**Task to complete:** Every entry below, from first to last, should be copied exactly.

**Data supplied:**
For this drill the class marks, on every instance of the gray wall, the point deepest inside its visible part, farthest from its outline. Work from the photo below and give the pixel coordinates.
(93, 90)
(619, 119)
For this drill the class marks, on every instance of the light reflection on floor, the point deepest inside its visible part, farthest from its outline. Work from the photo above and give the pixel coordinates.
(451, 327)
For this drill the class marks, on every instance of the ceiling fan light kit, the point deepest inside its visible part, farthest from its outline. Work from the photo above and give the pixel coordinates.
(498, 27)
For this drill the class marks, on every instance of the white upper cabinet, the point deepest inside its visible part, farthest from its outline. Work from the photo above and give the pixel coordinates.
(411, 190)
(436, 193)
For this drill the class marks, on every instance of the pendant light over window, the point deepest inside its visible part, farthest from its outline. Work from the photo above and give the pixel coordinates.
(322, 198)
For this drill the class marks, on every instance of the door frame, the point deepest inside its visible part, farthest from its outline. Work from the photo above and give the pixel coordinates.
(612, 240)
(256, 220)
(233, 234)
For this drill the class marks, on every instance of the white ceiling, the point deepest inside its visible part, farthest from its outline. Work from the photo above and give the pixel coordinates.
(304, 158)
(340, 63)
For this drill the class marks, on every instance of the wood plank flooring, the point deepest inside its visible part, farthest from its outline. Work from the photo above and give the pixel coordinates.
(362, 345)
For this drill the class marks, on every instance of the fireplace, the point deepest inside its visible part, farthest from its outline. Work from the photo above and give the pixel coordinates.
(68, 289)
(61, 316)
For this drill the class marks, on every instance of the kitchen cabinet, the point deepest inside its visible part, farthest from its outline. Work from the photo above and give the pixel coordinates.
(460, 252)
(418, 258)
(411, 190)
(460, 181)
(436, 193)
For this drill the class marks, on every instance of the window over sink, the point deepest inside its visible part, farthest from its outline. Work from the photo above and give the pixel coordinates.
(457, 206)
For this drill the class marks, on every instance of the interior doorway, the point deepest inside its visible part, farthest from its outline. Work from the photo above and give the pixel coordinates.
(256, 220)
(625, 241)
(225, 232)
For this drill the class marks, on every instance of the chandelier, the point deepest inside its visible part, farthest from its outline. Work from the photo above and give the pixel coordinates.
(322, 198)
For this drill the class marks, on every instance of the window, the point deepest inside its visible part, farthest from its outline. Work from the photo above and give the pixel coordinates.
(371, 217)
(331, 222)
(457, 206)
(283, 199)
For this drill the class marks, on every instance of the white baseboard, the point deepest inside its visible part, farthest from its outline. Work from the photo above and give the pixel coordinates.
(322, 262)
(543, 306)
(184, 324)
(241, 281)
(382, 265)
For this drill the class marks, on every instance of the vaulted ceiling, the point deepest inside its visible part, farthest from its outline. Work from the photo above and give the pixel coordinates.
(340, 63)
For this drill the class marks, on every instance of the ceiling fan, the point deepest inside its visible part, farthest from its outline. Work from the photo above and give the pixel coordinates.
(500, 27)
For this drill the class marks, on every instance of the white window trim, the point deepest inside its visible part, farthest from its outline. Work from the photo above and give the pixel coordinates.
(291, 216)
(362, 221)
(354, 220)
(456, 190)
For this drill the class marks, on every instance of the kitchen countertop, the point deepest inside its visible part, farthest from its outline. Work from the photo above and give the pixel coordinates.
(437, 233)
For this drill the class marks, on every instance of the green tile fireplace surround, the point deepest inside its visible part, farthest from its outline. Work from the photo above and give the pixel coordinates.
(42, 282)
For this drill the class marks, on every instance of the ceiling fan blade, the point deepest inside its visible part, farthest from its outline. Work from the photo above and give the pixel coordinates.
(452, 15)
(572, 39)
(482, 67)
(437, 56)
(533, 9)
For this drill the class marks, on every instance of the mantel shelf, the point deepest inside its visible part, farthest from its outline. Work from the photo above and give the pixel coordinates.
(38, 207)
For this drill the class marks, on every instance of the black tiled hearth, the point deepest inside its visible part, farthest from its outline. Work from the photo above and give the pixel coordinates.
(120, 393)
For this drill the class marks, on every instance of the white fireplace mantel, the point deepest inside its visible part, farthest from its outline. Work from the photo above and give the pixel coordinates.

**Answer to this task:**
For this drill the class marks, on every instance of the gray wall, the point deepest inside its visible part, farthest from its outline. Work from the photo below and give the pixel coordinates.
(93, 90)
(619, 119)
For this drill the class marks, on every instance of the light reflection on floor, the point deepest inside its visible part, farthest from its outline. Work from the photo above and give the pixel coordinates.
(451, 327)
For this drill the class marks, on every instance of the ceiling fan light kit, the point deepest inside its visible part, farthest from its outline. Work from the photo above and give the pixel coordinates.
(498, 27)
For this drill the class marks, on every instance of the white upper cabinet, the point deepest inside its visible part, farthest from its outline. Work from the photo above and give the pixel coordinates.
(411, 190)
(436, 193)
For this drill the class marks, on every instance of the pendant light over window, the point deepest inside its visible part, farthest from its outline. Work from the photo above and give the pixel coordinates.
(322, 198)
For this drill the class marks, on every instance of the door frame, the point deepest inside its visible part, farthest from its outline. Work from the photo above and give the pixel coordinates.
(612, 240)
(256, 220)
(233, 234)
For this drill the class marks, on every instance of the white ceiling, the point deepest inside its visible part, farthest from its outline. Work from the photo above and give the pixel coordinates.
(304, 158)
(340, 63)
For this drill the class marks, on every instance of the wood plank flooring, the point deepest inside its visible part, farthest from its outline. Work from the photo above and give the pixel coordinates.
(362, 345)
For this drill the class marks, on every instance of the fireplace, the point deepest inside its visible part, farthest from its outline. Work from the photo above and give the pixel coordinates.
(68, 289)
(61, 316)
For this drill the class marks, on every instance of the kitchen cabinet, the point deepest inside its visible part, farthest from its outline. Work from the photo above and give the pixel coordinates.
(460, 252)
(418, 258)
(411, 190)
(460, 181)
(436, 193)
For this drill the class marks, on every instance of the window over sink, the point deepest inside its visible part, farthest from its outline. Work from the photo above and give the pixel coordinates.
(457, 206)
For this drill the class marks, on every instance of the interior doorway, the point deepest inside its visible part, farthest from its outline. Work from the photo above and give the pixel coordinates.
(256, 220)
(625, 241)
(225, 232)
For this drill the class marks, on every instance of the chandelier, the point deepest inside its visible part, farthest from its outline. Work from the photo above and give the pixel coordinates.
(322, 198)
For this drill the class marks, on every instance of the window, the point deepest inside its visible part, farthest from its outline. Work from the photo above and give the pixel coordinates.
(371, 217)
(331, 222)
(457, 206)
(283, 199)
For this drill the class marks, on every instance of the white baseboard, the point deepest inside its visible part, farthest from its outline. Work from the photo above and give the pixel coordinates.
(322, 262)
(543, 306)
(184, 324)
(241, 281)
(382, 265)
For this drill the class marks, on every instance of the vaulted ceiling, the point deepest inside its visible part, farthest from its outline. Work from the photo above and give the pixel coordinates.
(340, 63)
For this drill the class marks, on every instance of the ceiling fan, the point deepest inside its visible part, farthest from its outline. Work from the photo above and give the pixel coordinates.
(500, 27)
For this drill the class marks, on every instance of the white window trim, the point deepest inside its visible part, farthest from its outline. Work from the photo above and give the pixel coordinates.
(291, 216)
(362, 221)
(354, 220)
(456, 190)
For this drill the class marks, on every instance of the kitchen countertop, the point deepest inside its visible part, farthest from its outline. Work from the photo above and give the pixel coordinates.
(437, 233)
For this drill the class marks, on every instance of the green tile fireplace surround, the point deepest inside its visible part, farthest from its outline. Work from the photo above and give the pixel coordinates.
(42, 282)
For this drill the class marks, on every instance of the ceiling fan blade, the point deepest inside its visible part, farthest from its outline. Work from the photo above and give the pixel coordinates.
(452, 15)
(572, 39)
(482, 67)
(437, 56)
(533, 9)
For this drill the class marks, on every instance of the mantel shelf, the point deepest inside its visible part, farthest from its outline. Work from the photo above and give the pixel coordinates.
(38, 207)
For this drill the class marks, on every instance of the black tiled hearth, the point deepest inside its visible part, farthest from its outline. Work from the photo above and give the pixel coordinates.
(120, 393)
For this drill the class marks, on every instance of the white fireplace mantel, the point deepest inside its visible part, farthest from its outline. Work from the photo above and give the pixel coordinates.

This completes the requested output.